- **Data shown**:
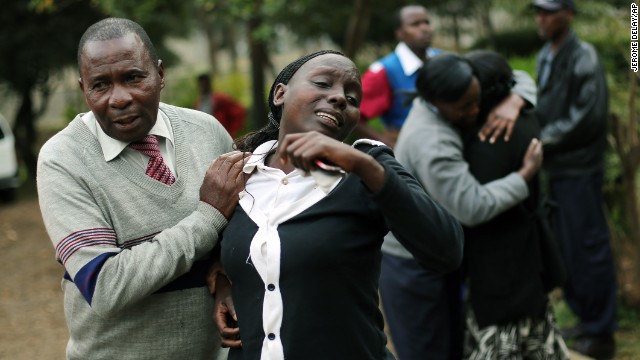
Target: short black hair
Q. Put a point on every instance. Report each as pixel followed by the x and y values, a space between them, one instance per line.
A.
pixel 495 77
pixel 445 77
pixel 115 28
pixel 397 15
pixel 252 140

- **Task details**: Turn the lines above into a JSON list of strings, one string per line, with blank lines skipped and any picture left out.

- **Result of the task**:
[
  "Target: short black hair",
  "Q. Put a point on every instance. Report each as pixel followed by the x and y values, a space between them, one instance per line.",
  "A.",
  "pixel 495 77",
  "pixel 445 77",
  "pixel 115 28",
  "pixel 397 15",
  "pixel 252 140"
]